** start of Records supplied **

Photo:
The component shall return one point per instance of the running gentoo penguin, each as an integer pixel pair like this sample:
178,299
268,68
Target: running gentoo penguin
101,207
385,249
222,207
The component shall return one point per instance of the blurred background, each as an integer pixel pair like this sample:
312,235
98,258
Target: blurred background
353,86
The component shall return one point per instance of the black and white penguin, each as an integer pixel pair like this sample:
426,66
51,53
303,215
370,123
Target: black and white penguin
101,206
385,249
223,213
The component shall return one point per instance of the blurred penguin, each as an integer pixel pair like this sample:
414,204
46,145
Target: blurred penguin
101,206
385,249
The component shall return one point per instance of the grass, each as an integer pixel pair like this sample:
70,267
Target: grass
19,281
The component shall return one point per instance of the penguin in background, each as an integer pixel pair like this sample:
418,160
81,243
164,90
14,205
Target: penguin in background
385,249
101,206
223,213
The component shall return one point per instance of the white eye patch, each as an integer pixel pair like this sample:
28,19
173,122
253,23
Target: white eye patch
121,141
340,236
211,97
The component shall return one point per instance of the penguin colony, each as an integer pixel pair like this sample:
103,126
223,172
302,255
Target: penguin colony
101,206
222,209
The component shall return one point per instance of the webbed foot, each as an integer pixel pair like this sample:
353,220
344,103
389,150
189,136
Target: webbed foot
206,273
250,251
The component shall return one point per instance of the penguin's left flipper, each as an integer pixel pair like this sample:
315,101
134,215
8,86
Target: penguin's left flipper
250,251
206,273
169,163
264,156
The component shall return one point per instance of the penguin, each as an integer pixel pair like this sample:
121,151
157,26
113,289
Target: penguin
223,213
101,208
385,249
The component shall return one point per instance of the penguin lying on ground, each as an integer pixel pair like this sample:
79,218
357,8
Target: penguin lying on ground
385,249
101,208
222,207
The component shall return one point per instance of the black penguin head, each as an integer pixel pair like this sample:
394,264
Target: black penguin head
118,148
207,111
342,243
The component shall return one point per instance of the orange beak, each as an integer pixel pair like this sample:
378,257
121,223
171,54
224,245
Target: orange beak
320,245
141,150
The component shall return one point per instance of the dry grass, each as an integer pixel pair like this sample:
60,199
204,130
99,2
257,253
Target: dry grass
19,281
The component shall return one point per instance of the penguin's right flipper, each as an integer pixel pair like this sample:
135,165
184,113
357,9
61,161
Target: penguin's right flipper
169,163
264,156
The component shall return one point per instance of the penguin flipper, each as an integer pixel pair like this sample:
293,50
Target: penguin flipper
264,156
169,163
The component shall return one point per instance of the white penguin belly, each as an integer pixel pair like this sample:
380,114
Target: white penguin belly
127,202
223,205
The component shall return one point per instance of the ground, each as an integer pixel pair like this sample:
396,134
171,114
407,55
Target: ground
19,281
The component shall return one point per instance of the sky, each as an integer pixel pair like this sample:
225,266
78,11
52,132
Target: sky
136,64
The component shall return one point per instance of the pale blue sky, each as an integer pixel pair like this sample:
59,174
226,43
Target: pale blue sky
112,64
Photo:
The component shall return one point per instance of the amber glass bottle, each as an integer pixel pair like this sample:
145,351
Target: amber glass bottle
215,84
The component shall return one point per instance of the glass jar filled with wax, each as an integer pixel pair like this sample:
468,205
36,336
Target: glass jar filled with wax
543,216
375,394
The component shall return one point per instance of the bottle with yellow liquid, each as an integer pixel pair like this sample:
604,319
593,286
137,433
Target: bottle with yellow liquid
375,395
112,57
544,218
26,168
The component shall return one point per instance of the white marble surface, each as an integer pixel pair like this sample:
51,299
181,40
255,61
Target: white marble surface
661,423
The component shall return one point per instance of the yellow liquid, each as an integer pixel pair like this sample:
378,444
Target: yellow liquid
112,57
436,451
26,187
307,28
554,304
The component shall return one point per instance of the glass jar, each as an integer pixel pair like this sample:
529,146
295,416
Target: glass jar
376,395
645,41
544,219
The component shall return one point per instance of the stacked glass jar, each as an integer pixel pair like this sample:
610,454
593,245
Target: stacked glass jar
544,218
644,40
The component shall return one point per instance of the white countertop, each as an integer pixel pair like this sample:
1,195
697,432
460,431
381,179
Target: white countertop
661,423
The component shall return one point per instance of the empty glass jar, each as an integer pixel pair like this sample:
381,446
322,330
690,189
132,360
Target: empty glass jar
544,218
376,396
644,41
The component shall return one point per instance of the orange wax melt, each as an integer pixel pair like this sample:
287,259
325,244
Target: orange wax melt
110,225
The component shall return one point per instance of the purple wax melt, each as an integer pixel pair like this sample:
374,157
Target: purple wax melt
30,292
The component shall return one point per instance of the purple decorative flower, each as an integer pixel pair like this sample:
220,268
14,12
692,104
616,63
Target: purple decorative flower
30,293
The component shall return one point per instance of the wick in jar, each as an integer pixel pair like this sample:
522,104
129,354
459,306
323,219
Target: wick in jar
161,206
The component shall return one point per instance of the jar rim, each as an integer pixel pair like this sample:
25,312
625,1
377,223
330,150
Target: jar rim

** end of Records supplied **

Directive: In the listing above, find the line containing "The component shall return one point per instance of the yellow" and please quote exactly that line through the last one, and no other lines.

Full solution:
The component shall return one point per instance of the yellow liquid, each as an integer pixel pair like this sample:
378,444
Target: yellow liquid
112,57
436,451
26,187
307,28
554,304
The component shall return one point per instance of the glass jar, each as an integer pixel pair like this sample:
529,146
295,416
Target: glass jar
376,395
645,41
544,219
The component shall return one point per instance of the stacked glass jar, each as an integer pixel pair like this sample:
610,454
593,245
Target: stacked glass jar
544,218
644,40
The component shall return one point per instance of the white countertop, each as an integer pixel pair like this sample:
1,195
697,432
460,431
381,179
Target: white countertop
661,423
The component shall return one point per instance of the empty glass jar, each as an integer pixel pair like this sample:
381,446
322,330
690,189
132,360
Target: empty glass jar
544,218
376,396
644,41
The component shall return one point per instance of the orange wax melt, each as an integer pixel pair like this sample:
287,259
325,244
Target: orange wax melt
110,225
The component shall return one point per instance of the purple wax melt, each as an integer pixel pair like this sample:
374,157
Target: purple wax melt
30,292
The component shall return one point per instance of the purple decorative flower, each as an integer pixel pair like this sample:
220,268
14,12
692,104
616,63
Target: purple decorative flower
30,293
The component shall return one point per instance of the wick in jar, each as an integer pixel pair like this sample:
522,104
129,354
459,306
323,219
Target: wick in jar
161,206
The component shall return one point per instance of the jar rim, each as an integer pixel pair like this sample:
25,312
625,1
377,223
330,150
Target: jar rim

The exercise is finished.